╭─ Document text

Most of the time Cpanel is really good at click upgrade and it works, however with mysql if you’re running a more complex setup, then simply clicking upgrade in cpanel for mysql isn’t going to do the trick. I’ve outlined the process below to help anyone else trying to do this.

  1. Making a backup of the database using Percona and mysqldump
  • The first thing you need to do is make a backup of everything, since we have large innodb and myisam db’s, using mysqldump can be slow.
  • Using percona this will backup everything
    i.    Innobackupex /directory you want everything to backed up to (this will be uncompressed backup. (See my blog on multithreaded backup and restores using percona for more details on how to use Percona Backup)
    ii.    Next you need to make a mysqldump of all your databases
  • Mysqldump –all-databases > alldatabases.sql (old school)
  • I do it a bit differently. I have a script that makes full dump of all the databases and creates separate sql files for each db in case I need to import a specific database after that fact.
    http://nicktailor.com/files/mysqldumpbackup.sh (Here is the script edit according to your needs)

2.   Now you need to upgrade mysql, so log into WHM and run the mysql upgrade in the mysql section of whm. If your running a db server and disabled apache, renable it in WHM temporarily, because WHM will be recompiling php and easyapache with the new mysql modules, once its done you can disable it.

  • If your mysql upgrade fails check your permissions on mysql or you can run the upgrade from command line forced.
    /usr/local/cpanel/scripts/mysqlup –force

And after that run

         /usr/local/cpanel/scripts/easyapache

3. Since WHM upgrades /var/lib/mysql regardless if you specified another directory for your data we’re going to have to do a little bit of extra work, while were doing this were going to shrink ibdata1 file to fix any innodb corruption and save you a ton of space.

  • Find your mysql data directory if its different from /var/lib/mysql, if it’s the same then you don’t need to do these steps.
    i.    Delete everything inside the data directory
    ii.    Copy everything from /var/lib/mysql to mysql datadirectory
                  cp –ra /var/lib/mysql     /datadirectory
    iii.    Try to start mysql, if you get an error saying myqsl cant create a pid, its probably due to your my.cnf, some setting no longer work with mysql 5.6, easiest way to figure out is just comment stuff out until it works. I will provide a sample one that worked for me. Also its easier to start up in safe mode to avoid all the granty permissions simply uncomment the #skip-grant-tables in the my.cnf file
    http://www.nicktailor.com/files/my.cnf.sample (this sample has the performance tweaks enabled it)

╰─

## Aim
Reproduce the MySQL upgrade walkthrough verbatim from "1. Making a" to "alldatabases.sql (old school)". The items after this point come from a separate source.

╭─ Excerpted records

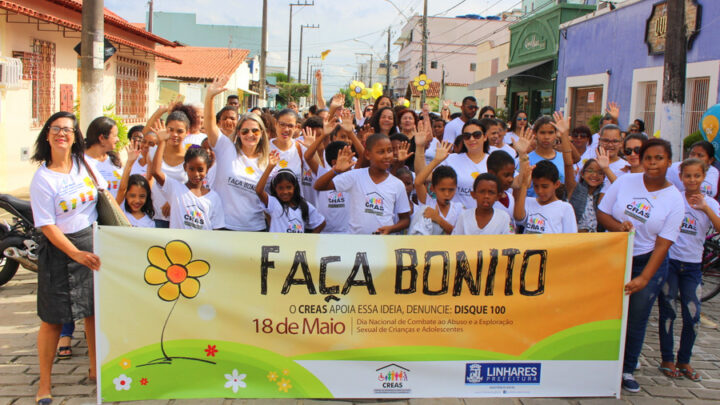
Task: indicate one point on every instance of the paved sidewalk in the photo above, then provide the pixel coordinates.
(19, 370)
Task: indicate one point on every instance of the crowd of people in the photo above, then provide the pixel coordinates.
(382, 169)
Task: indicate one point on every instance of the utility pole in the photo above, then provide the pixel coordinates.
(298, 4)
(92, 62)
(150, 16)
(671, 120)
(263, 57)
(308, 73)
(387, 66)
(302, 27)
(424, 56)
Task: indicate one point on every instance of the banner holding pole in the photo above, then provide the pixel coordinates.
(195, 314)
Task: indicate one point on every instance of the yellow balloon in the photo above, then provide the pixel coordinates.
(710, 125)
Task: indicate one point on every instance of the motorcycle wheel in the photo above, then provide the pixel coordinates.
(8, 268)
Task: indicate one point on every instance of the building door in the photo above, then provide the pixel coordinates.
(587, 101)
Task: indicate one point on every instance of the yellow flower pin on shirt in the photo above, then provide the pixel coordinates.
(422, 82)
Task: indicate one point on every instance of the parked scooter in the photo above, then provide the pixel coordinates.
(18, 244)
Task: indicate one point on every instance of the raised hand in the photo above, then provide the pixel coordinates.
(404, 151)
(603, 158)
(308, 136)
(613, 109)
(344, 160)
(524, 141)
(346, 117)
(273, 158)
(561, 124)
(217, 86)
(133, 151)
(337, 101)
(443, 151)
(160, 131)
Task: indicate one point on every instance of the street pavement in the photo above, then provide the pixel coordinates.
(19, 370)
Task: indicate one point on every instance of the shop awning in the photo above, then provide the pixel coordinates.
(497, 79)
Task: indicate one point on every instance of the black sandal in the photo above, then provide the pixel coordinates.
(64, 352)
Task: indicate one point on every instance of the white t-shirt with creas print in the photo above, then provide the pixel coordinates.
(500, 224)
(66, 200)
(555, 217)
(333, 206)
(188, 211)
(290, 220)
(709, 186)
(371, 205)
(294, 160)
(688, 247)
(235, 181)
(466, 171)
(111, 173)
(652, 213)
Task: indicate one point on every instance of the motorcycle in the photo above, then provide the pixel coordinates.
(18, 241)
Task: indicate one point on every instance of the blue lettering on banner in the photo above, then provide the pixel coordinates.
(502, 373)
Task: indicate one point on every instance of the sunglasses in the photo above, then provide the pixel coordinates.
(246, 131)
(475, 135)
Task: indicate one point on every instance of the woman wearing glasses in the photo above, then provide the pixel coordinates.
(470, 162)
(63, 198)
(518, 125)
(240, 165)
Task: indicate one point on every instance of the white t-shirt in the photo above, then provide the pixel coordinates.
(555, 217)
(332, 206)
(451, 217)
(174, 172)
(466, 171)
(65, 200)
(653, 214)
(688, 246)
(235, 181)
(138, 168)
(144, 222)
(453, 129)
(290, 220)
(371, 205)
(510, 138)
(188, 211)
(111, 173)
(295, 161)
(500, 224)
(709, 186)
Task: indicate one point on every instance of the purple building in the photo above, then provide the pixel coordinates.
(616, 55)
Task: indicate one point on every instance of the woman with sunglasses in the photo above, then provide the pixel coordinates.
(239, 166)
(518, 125)
(631, 152)
(470, 162)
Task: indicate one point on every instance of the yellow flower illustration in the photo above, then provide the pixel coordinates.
(125, 364)
(284, 385)
(174, 268)
(357, 89)
(422, 82)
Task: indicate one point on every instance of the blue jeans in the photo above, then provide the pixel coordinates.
(68, 329)
(641, 304)
(685, 278)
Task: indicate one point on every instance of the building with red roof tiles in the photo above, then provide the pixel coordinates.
(200, 66)
(40, 74)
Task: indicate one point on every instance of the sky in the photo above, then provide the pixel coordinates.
(347, 27)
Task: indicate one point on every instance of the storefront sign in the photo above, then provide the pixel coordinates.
(656, 27)
(199, 314)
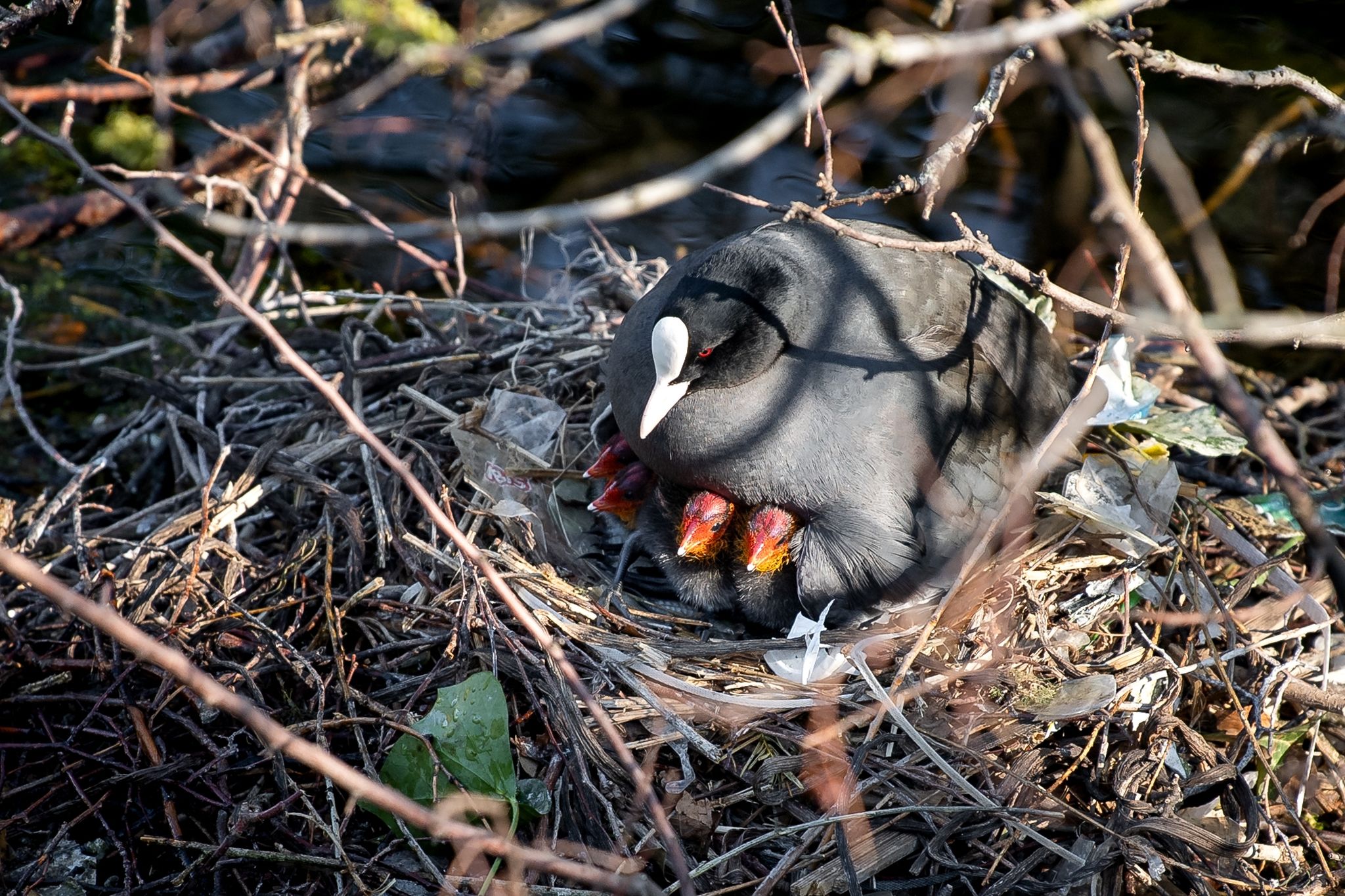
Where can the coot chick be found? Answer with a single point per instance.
(626, 494)
(879, 394)
(697, 539)
(617, 456)
(686, 535)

╰─

## Response
1. Making a backup of the database using Percona and mysqldump
  • The first thing you need to do is make a backup of everything, since we have large innodb and myisam db’s, using mysqldump can be slow.
  • Using percona this will backup everything
    i.    Innobackupex /directory you want everything to backed up to (this will be uncompressed backup. (See my blog on multithreaded backup and restores using percona for more details on how to use Percona Backup)
    ii.    Next you need to make a mysqldump of all your databases
  • Mysqldump –all-databases > alldatabases.sql (old school)